Re: Change Proposal for HttpRange-14

Hugh Glaser Sat, 24 Mar 2012 04:45:18 -0700

Many thanks.
I'm pleased I already put my name on the list then :-)
And for me some useful fleshing out of how things would/will work.


No further comments inline.
Best
Hugh

On 24 Mar 2012, at 11:17, Jeni Tennison wrote:

> Hi Hugh,
> 
> On 24 Mar 2012, at 10:02, Hugh Glaser wrote:
>> Please can you clarify something for me?
>> (I am not very good at reading these formal documents - a bear of little 
>> brain, perhaps.)
> 
> I will try my best.
> 
>> Am I right in thinking that, under your Change Proposal, the following sort 
>> of thing becomes possible (I hope I am getting it right).
>> Taking a site such as myexperiment.org (but it could very easily by the 
>> eprints software, BBC, or even dbpedia.)
>> See http://www.myexperiment.org/workflows/16
>> A huge barrier to adoption of LD for them was that their users would be 
>> exposed to the intricacies of the different URIs, and in particular that if 
>> myexperiment.org moved over to using LD URIs completely, users would not be 
>> able to cut and paste them from the address bar etc..
>> Great confusion would ensue, especially as their workflows already offered 
>> XML in addition to the HTML.
> 
> Right.
> 
>> This was a Bad Thing for them - their users were only just coming to terms 
>> with all this online workflow stuff, and could easily get spooked.
>> They nearly didn't do it, but because many of their technology providers 
>> were Linked Data people, it went ahead (a few years ago now).
>> The current outcome is what you see at the bottom of the workflow page - a 
>> panel offering the different URIs, with a link to a page describing the 
>> Linked Data world (to Chemists), which they are expected to understand.
>> (Hash URIs might have been a bit better, but introduced a different 
>> mechanism from the XML.)
> 
> Yep.
> 
>> As a result of your Change Proposal, it would have been acceptable (*if they 
>> wanted*), to simply add RDF as a Content Negotiation option, and deliver an 
>> RDF document with 200, in response to -H Accept:application/rdf+xml 
>> http://www.myexperiment.org/workflows/16, just as they did for XML, I think.
>> And this would enable them to use http://www.myexperiment.org/workflows/16 
>> as the anchor throughout the site (as they do) and have the same URI in the 
>> address bar, and in fact have http://www.myexperiment.org/workflows/16 as 
>> the only thing users see.
>> Is that right?

----------

Stated task 1:
Select every line of the records that contains the word "chair".

(Stored entries)
----------

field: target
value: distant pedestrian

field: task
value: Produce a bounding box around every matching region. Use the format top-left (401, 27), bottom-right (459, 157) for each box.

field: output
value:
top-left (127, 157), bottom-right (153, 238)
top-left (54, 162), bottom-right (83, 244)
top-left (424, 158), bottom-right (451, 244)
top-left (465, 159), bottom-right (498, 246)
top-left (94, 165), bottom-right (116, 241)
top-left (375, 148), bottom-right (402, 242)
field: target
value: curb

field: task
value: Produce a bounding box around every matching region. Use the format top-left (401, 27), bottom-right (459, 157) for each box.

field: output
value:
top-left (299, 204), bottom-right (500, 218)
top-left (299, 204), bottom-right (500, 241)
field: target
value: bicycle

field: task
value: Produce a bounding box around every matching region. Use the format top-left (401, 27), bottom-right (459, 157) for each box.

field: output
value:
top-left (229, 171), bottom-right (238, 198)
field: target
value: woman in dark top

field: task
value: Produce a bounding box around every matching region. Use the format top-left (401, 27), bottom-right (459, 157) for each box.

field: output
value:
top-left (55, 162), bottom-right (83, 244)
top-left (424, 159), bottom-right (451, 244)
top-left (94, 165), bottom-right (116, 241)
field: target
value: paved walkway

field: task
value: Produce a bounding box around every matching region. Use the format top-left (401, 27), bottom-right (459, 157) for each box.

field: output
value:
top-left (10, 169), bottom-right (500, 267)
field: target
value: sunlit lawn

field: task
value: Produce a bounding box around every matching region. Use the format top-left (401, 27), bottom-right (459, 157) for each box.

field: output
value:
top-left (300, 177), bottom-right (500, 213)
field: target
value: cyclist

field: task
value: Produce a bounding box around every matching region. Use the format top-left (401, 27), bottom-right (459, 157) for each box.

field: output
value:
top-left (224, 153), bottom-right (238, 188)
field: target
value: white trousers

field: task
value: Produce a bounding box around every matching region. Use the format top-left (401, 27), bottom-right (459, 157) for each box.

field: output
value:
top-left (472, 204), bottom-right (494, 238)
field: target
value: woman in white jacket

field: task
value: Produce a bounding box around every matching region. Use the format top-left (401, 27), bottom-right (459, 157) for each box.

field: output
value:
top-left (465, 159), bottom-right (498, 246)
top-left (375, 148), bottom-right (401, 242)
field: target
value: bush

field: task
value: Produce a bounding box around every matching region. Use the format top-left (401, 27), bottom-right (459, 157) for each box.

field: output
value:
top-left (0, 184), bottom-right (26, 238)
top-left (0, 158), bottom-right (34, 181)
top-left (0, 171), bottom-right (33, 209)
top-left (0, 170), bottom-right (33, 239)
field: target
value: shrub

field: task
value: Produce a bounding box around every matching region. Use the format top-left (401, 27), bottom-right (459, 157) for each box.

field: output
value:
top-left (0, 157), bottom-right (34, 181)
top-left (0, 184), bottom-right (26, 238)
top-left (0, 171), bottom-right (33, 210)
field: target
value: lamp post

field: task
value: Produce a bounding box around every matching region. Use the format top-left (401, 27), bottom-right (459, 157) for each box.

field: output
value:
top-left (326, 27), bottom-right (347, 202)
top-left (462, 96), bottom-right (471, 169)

----------

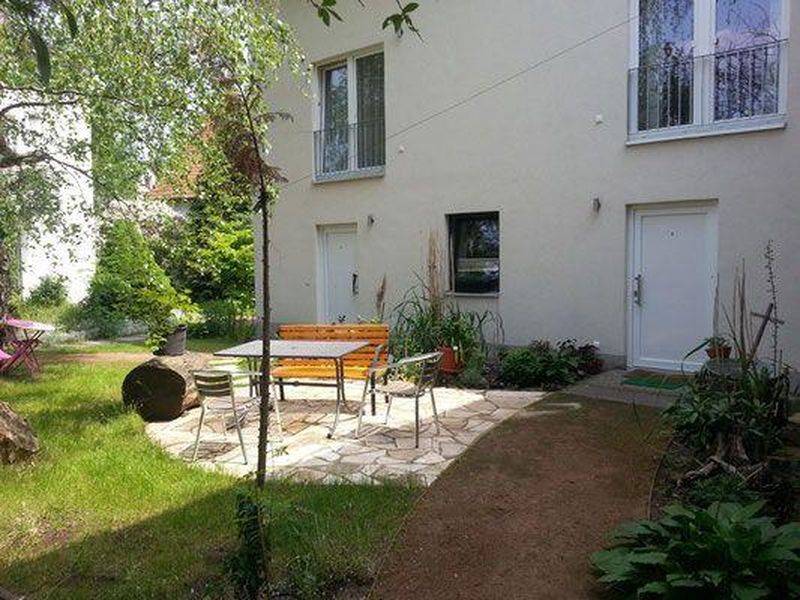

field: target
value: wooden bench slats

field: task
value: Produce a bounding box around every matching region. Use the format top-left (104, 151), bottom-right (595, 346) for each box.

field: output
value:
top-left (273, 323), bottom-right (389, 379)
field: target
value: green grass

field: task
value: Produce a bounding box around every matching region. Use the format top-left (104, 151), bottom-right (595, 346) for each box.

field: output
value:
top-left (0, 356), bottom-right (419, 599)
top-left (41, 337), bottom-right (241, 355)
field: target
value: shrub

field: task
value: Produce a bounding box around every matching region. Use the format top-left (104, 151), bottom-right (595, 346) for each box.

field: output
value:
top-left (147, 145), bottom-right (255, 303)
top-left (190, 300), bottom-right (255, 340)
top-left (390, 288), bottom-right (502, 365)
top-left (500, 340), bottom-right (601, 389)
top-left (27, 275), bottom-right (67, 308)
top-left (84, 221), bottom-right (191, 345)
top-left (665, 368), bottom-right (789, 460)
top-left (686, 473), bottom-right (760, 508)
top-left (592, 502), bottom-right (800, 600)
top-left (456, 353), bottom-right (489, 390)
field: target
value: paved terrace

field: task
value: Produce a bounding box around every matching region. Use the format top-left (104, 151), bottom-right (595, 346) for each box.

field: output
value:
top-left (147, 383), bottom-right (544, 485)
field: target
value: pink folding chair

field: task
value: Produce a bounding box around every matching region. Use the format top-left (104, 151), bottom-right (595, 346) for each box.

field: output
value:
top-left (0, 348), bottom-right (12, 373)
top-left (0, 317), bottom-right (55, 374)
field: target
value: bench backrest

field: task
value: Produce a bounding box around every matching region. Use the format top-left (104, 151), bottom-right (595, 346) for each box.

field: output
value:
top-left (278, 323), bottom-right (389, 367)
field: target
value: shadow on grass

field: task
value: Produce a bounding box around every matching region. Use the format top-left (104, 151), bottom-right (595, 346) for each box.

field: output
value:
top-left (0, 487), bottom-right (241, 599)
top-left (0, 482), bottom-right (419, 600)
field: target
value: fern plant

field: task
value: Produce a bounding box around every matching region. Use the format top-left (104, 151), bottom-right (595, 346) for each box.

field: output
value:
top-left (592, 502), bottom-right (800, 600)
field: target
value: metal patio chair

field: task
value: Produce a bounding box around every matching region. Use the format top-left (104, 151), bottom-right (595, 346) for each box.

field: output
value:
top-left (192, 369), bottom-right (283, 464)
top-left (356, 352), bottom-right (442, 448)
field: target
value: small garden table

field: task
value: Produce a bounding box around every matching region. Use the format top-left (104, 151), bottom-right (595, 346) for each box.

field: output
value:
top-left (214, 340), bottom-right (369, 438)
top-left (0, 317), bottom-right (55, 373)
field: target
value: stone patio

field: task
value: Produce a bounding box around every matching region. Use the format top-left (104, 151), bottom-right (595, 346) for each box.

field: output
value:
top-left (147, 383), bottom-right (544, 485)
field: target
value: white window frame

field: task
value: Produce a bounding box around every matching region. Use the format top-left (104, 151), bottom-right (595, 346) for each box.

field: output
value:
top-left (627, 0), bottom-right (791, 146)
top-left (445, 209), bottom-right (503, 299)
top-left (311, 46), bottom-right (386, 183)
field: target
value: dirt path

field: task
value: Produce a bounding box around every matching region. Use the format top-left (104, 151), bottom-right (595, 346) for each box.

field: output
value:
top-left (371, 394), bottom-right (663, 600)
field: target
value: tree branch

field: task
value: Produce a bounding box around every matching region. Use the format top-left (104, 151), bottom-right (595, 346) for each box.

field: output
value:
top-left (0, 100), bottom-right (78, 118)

----------

Stated task 2:
In the mailing list thread, what format did the myexperiment.org workflows already offer in addition to HTML?

Exercise output 1:
value: pink folding chair
value: metal patio chair

Exercise output 2:
XML